(Items from a data source)
══════════════════════════════

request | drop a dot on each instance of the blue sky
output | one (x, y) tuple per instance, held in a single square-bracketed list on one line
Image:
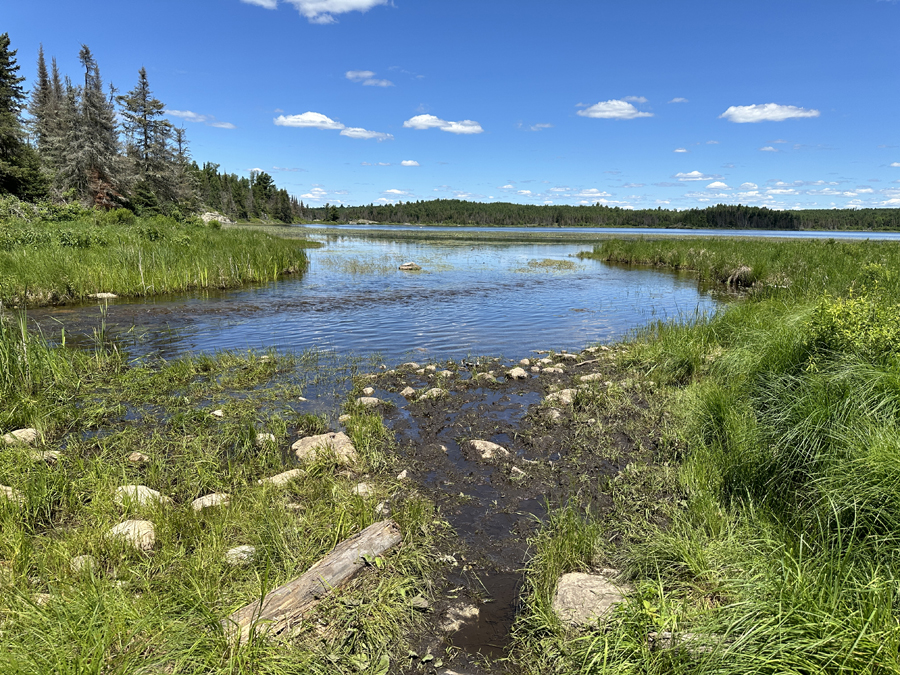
[(788, 104)]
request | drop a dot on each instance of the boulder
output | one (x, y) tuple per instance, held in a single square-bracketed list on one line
[(488, 450), (140, 534), (210, 501), (139, 495), (307, 449), (282, 478), (240, 555), (585, 598), (21, 437)]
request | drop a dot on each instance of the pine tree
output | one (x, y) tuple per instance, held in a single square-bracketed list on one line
[(19, 164)]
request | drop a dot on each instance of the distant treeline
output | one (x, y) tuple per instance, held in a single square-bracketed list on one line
[(457, 212)]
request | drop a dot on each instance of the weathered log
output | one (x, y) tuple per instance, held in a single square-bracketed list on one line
[(285, 606)]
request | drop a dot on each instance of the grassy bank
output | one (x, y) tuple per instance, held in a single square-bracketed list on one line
[(127, 611), (47, 263), (781, 554)]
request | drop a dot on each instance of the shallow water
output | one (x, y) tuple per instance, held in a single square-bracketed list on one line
[(498, 299)]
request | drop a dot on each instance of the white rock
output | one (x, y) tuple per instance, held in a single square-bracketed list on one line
[(339, 443), (138, 495), (240, 555), (83, 564), (138, 533), (21, 436), (282, 478), (363, 490), (10, 494), (488, 450), (584, 598), (564, 397), (210, 501), (433, 393)]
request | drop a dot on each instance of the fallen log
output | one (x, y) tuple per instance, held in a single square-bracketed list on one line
[(285, 606)]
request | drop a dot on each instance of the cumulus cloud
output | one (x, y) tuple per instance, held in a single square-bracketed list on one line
[(766, 112), (367, 78), (323, 11), (695, 175), (432, 122), (208, 120), (314, 120), (613, 110)]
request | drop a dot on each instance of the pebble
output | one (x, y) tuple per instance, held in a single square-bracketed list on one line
[(209, 501), (138, 533), (240, 555)]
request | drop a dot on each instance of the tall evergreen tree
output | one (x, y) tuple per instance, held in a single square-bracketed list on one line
[(90, 164), (19, 165)]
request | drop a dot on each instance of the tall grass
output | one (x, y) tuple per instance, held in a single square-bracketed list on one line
[(783, 556), (54, 263)]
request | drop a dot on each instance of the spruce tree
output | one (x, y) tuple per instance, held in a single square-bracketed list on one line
[(19, 165)]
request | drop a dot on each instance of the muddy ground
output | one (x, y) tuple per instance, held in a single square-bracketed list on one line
[(559, 452)]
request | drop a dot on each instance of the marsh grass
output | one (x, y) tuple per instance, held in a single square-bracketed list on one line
[(781, 554), (160, 611), (53, 263)]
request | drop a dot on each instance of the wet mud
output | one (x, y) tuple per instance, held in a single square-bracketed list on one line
[(559, 452)]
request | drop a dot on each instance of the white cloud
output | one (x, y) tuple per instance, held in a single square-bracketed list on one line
[(208, 120), (313, 120), (613, 110), (367, 77), (323, 11), (359, 75), (365, 134), (432, 122), (765, 112), (308, 120), (694, 175)]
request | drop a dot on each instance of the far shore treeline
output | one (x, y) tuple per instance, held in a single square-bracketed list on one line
[(80, 143)]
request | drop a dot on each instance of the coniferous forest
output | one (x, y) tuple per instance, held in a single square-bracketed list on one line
[(83, 143)]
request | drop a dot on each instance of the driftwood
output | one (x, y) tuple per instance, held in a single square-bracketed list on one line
[(285, 606)]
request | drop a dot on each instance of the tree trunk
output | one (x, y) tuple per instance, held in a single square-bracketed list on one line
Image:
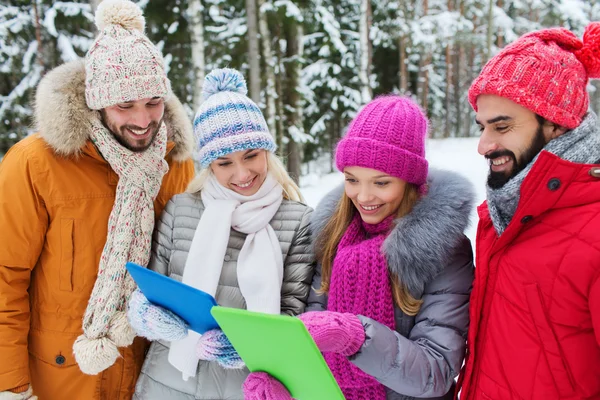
[(448, 122), (294, 38), (490, 31), (196, 28), (253, 53), (38, 35), (365, 51), (403, 77), (424, 62), (271, 95), (500, 37), (279, 71)]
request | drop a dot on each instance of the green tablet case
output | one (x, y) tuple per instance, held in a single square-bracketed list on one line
[(281, 346)]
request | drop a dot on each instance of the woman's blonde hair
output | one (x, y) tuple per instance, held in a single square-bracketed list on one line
[(291, 191), (329, 239)]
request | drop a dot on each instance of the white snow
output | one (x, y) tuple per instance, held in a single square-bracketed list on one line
[(456, 154)]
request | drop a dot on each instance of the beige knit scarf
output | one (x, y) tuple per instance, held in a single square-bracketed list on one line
[(130, 226)]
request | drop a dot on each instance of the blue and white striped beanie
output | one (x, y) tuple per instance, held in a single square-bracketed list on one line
[(228, 121)]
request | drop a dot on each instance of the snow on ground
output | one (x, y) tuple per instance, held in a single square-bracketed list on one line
[(456, 154)]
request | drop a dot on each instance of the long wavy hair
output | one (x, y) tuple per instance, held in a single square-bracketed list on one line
[(328, 240)]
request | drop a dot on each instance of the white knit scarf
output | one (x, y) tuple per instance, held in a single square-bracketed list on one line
[(260, 262), (130, 227)]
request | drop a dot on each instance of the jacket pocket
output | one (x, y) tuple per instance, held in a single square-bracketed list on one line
[(550, 347), (65, 274), (54, 348)]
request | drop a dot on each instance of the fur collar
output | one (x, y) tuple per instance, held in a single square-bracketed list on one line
[(63, 118), (422, 242)]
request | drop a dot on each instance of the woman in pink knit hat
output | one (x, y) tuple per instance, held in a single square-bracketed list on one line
[(389, 306)]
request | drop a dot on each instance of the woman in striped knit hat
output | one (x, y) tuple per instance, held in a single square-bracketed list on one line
[(240, 233), (389, 309)]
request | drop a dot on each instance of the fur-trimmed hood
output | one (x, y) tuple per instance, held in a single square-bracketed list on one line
[(422, 242), (63, 118)]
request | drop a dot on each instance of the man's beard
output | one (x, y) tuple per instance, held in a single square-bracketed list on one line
[(496, 180), (121, 136)]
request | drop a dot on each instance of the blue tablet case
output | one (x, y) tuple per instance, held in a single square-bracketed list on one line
[(191, 304)]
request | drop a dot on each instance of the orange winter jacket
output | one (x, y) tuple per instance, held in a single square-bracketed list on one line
[(56, 195)]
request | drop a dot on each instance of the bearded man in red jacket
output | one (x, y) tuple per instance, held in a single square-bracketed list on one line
[(535, 305)]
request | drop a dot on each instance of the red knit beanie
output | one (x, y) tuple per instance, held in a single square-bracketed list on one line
[(546, 71)]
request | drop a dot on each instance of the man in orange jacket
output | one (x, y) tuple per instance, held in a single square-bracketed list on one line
[(78, 200)]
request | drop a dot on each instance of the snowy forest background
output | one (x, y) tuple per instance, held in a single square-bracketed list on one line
[(310, 64)]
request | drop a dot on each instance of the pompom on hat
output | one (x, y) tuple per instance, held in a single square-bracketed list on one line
[(387, 135), (122, 64), (227, 120), (547, 72)]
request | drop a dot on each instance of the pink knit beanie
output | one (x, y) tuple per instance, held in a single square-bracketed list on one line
[(546, 71), (387, 135)]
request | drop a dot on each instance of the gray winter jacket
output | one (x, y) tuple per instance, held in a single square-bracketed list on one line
[(159, 380), (430, 254)]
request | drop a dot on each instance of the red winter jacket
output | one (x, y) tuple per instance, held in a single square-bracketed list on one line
[(535, 305)]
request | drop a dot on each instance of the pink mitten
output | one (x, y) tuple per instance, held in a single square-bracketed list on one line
[(262, 386), (335, 332)]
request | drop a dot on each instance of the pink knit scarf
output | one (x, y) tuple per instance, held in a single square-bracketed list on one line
[(360, 285)]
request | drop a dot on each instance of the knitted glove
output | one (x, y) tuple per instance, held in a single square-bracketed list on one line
[(335, 332), (152, 321), (214, 346), (27, 395), (262, 386)]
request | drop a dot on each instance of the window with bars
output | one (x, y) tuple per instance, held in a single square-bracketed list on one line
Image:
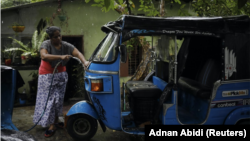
[(133, 60)]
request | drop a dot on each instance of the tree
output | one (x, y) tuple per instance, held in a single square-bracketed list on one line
[(221, 7)]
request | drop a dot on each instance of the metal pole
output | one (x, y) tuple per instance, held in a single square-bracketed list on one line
[(175, 62)]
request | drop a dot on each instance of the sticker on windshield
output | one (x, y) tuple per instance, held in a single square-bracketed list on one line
[(231, 103), (230, 63), (234, 93)]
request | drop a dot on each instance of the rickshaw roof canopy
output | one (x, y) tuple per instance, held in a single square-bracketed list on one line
[(219, 25)]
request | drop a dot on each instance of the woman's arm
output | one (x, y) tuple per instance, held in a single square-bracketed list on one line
[(49, 57), (79, 55)]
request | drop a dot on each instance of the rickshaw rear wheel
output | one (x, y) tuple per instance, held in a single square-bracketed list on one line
[(82, 127)]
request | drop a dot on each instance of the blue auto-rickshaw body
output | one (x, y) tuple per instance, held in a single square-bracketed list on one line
[(225, 102), (7, 97)]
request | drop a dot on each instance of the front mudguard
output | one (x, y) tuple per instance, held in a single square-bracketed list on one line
[(84, 107)]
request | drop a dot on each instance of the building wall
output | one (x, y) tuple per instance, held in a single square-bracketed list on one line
[(84, 20)]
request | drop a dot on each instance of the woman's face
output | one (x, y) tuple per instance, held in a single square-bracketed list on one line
[(56, 38)]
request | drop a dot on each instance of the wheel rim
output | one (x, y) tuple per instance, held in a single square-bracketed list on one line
[(81, 126)]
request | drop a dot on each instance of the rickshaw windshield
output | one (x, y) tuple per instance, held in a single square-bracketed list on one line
[(106, 50), (165, 47)]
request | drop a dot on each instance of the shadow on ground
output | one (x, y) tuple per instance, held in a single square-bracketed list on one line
[(23, 116)]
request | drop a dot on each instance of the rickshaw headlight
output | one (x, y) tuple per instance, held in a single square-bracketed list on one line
[(96, 85)]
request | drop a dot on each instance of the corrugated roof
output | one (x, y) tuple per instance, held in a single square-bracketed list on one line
[(27, 5)]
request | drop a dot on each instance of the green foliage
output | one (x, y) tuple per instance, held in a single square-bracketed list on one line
[(9, 3), (221, 7), (36, 43), (148, 7)]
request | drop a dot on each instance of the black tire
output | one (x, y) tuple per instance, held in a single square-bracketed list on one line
[(244, 122), (81, 127)]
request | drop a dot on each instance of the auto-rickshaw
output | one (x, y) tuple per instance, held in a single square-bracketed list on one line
[(201, 76)]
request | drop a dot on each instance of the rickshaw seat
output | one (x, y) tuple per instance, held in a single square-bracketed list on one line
[(202, 87), (194, 87), (143, 96)]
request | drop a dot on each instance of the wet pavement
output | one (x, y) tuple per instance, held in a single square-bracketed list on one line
[(23, 116)]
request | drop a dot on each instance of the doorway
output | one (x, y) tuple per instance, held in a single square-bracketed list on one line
[(72, 85)]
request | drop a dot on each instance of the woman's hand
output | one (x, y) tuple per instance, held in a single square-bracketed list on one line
[(86, 64), (66, 57)]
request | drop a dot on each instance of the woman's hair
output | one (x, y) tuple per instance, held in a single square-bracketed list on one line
[(51, 30)]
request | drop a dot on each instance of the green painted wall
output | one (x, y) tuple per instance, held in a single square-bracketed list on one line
[(84, 20)]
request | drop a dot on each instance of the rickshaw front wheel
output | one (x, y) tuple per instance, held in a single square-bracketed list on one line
[(81, 127)]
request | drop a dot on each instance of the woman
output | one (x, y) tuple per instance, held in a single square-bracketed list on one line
[(52, 51)]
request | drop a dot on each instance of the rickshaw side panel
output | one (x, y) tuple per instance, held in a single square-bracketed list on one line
[(83, 107), (107, 105), (233, 117), (223, 109)]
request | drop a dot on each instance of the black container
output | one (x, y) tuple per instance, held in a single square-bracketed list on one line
[(143, 109)]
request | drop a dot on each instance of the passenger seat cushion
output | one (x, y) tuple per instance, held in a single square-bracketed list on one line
[(143, 89), (195, 88)]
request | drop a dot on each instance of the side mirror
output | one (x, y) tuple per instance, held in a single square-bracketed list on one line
[(123, 51)]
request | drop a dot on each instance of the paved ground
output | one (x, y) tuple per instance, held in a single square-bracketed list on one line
[(22, 118)]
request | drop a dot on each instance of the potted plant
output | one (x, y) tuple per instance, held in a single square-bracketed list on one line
[(18, 27), (32, 52)]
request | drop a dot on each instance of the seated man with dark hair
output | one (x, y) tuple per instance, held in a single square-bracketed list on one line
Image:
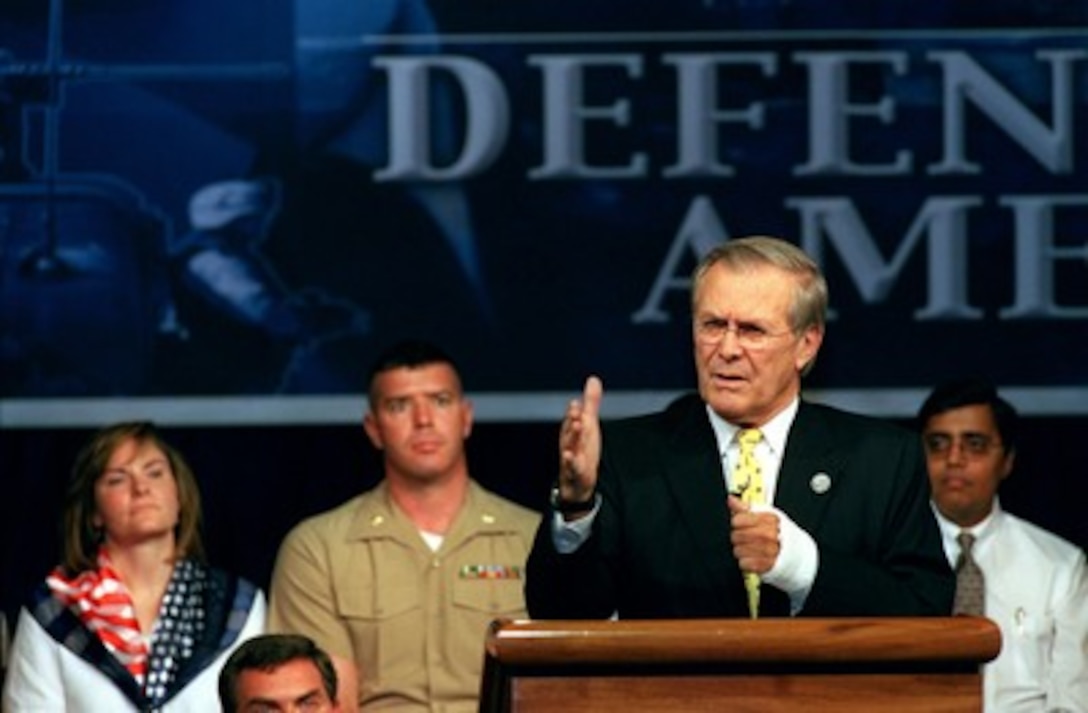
[(1031, 582), (281, 673)]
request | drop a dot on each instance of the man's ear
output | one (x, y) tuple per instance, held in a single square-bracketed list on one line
[(370, 426)]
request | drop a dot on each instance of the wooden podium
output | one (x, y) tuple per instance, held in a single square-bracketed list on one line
[(832, 665)]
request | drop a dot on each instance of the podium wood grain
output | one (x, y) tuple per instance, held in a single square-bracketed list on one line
[(911, 665)]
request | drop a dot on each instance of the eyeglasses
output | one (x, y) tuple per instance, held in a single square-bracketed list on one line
[(711, 331), (974, 445)]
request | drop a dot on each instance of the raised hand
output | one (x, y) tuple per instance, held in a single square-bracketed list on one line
[(580, 444)]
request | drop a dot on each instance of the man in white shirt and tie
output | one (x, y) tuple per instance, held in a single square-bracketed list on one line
[(1035, 584)]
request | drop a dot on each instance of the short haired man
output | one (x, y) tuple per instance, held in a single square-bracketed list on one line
[(400, 582), (744, 499), (1035, 584), (277, 673)]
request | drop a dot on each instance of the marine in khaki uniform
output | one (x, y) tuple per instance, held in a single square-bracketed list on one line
[(399, 584)]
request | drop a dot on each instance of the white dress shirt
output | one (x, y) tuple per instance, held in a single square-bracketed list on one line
[(1037, 593)]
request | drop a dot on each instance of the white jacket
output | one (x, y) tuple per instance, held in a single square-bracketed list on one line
[(46, 677)]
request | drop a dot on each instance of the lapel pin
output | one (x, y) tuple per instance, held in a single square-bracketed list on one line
[(820, 483)]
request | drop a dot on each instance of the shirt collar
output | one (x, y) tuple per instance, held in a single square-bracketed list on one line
[(775, 431), (950, 530)]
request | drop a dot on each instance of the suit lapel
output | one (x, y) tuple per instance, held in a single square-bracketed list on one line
[(696, 482), (812, 468)]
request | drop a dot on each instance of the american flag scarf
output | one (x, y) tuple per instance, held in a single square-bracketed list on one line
[(102, 603)]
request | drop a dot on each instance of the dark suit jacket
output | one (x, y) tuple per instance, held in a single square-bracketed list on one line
[(660, 541)]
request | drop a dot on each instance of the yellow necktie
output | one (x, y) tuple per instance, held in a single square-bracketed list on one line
[(748, 481)]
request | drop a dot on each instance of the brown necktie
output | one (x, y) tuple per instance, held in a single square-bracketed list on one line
[(969, 582), (748, 480)]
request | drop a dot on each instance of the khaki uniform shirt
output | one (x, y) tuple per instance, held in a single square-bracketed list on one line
[(360, 581)]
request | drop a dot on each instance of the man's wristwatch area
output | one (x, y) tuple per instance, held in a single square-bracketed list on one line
[(568, 507)]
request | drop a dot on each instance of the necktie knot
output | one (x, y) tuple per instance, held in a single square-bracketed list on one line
[(748, 475), (748, 483), (969, 581)]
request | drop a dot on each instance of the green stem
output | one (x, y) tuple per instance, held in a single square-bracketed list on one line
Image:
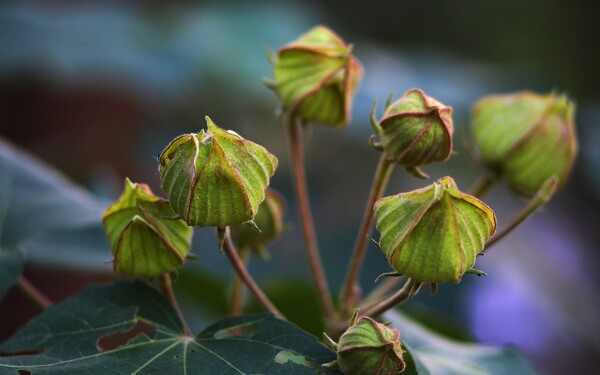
[(543, 195), (237, 293), (295, 134), (167, 288), (350, 294), (482, 185), (396, 299), (33, 293), (242, 272)]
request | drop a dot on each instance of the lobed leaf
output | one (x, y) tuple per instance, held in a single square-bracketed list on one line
[(66, 339)]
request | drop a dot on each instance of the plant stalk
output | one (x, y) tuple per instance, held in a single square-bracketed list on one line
[(167, 287), (242, 272), (33, 293), (237, 292), (396, 299), (350, 294), (295, 134)]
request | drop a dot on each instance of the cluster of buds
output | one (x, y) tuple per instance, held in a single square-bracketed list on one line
[(431, 235)]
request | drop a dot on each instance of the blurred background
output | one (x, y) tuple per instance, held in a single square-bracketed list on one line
[(98, 88)]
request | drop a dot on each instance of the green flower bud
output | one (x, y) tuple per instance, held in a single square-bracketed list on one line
[(269, 219), (368, 347), (433, 234), (215, 177), (145, 241), (316, 76), (415, 130), (526, 137)]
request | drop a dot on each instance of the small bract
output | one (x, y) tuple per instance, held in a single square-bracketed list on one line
[(526, 137), (215, 177), (316, 76), (415, 130), (269, 219), (433, 234), (145, 239)]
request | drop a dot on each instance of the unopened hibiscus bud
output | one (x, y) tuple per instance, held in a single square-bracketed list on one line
[(269, 219), (415, 130), (368, 347), (433, 234), (215, 177), (316, 76), (525, 137), (145, 239)]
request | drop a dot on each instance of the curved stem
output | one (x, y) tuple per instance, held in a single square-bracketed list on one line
[(396, 299), (237, 293), (351, 290), (482, 185), (543, 195), (242, 272), (167, 287), (33, 293), (295, 133)]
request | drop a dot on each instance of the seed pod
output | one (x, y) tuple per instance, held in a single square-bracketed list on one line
[(415, 130), (145, 240), (368, 347), (269, 219), (316, 76), (433, 234), (215, 178), (526, 138)]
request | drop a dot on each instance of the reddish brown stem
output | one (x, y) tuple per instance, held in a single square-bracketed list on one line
[(167, 288), (237, 292), (33, 293), (350, 293), (295, 134), (242, 272)]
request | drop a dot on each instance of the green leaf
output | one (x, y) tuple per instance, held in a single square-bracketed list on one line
[(66, 338), (51, 219), (11, 266), (431, 354)]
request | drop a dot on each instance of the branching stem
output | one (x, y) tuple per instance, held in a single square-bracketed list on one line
[(167, 287), (295, 134), (351, 290), (240, 269)]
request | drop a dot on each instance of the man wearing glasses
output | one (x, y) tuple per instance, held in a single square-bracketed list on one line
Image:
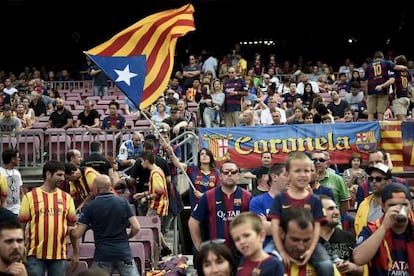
[(11, 160), (331, 180), (129, 151), (218, 207), (371, 207)]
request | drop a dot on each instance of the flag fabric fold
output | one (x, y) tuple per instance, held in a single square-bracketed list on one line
[(139, 60)]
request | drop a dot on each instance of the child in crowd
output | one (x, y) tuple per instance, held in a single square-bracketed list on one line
[(298, 167), (248, 234)]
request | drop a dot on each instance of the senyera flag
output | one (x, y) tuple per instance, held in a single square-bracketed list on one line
[(140, 59)]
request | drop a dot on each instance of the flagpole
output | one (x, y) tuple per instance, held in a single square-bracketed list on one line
[(172, 152)]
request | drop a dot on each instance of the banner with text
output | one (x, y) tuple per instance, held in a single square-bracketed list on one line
[(244, 145)]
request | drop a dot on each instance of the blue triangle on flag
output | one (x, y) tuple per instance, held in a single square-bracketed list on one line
[(127, 73)]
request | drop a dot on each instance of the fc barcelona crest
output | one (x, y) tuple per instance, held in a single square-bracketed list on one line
[(366, 141), (219, 146)]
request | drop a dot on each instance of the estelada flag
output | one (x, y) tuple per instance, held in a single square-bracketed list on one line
[(139, 60)]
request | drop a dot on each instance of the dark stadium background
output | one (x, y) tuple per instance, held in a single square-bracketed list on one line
[(55, 33)]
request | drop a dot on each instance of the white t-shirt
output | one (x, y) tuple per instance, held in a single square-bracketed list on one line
[(14, 183)]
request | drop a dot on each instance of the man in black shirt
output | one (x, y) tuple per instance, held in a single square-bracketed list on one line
[(140, 176)]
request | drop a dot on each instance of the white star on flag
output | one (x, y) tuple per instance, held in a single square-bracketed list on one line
[(125, 75)]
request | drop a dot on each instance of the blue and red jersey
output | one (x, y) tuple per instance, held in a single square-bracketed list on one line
[(217, 210), (377, 73)]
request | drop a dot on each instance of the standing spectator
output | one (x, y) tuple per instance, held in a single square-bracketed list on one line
[(48, 212), (11, 248), (234, 90), (61, 117), (9, 89), (112, 250), (85, 69), (248, 234), (402, 90), (266, 160), (261, 204), (3, 190), (338, 242), (337, 106), (9, 123), (89, 117), (370, 208), (137, 176), (156, 196), (20, 114), (298, 168), (378, 81), (266, 116), (215, 258), (211, 64), (355, 97), (375, 157), (331, 180), (387, 244), (100, 81), (354, 175), (202, 174), (191, 72), (218, 207), (74, 156), (97, 161), (114, 122), (37, 104), (296, 234), (11, 160)]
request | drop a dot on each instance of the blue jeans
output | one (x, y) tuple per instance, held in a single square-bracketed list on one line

══════════════════════════════

Work to complete: Copy the rows between the line holding "request | drop a dot on each instance of the necktie" and the line holding "294), (295, 134)]", inclusive, substituting "flower stalk" for "plant stalk" and leaving everything else unchanged. Leave the pictures out of your answer.

Right answer:
request | drop a dot on each instance of the necktie knot
output | one (x, y) tuple per instance, held in a single square-bracketed list on one line
[(748, 475), (748, 483), (969, 581)]
request | drop a dot on each instance of the green stem
output | one (x, y) tuple per instance, held in a single square-bracketed list on one line
Image:
[(543, 195), (237, 293), (295, 134), (167, 288), (350, 294), (482, 185), (396, 299), (33, 293), (242, 272)]
request | drop a dot on each instance of the lobed leaf
output | one (x, y) tuple per instance, held in a single square-bracketed list on one line
[(66, 339)]
request | drop a dot on each instance of the flower stalk
output | one (x, y) tuple per instance, held in a single square-bracketed list on one line
[(167, 287), (242, 272), (33, 293), (237, 292), (396, 299), (350, 294), (295, 134)]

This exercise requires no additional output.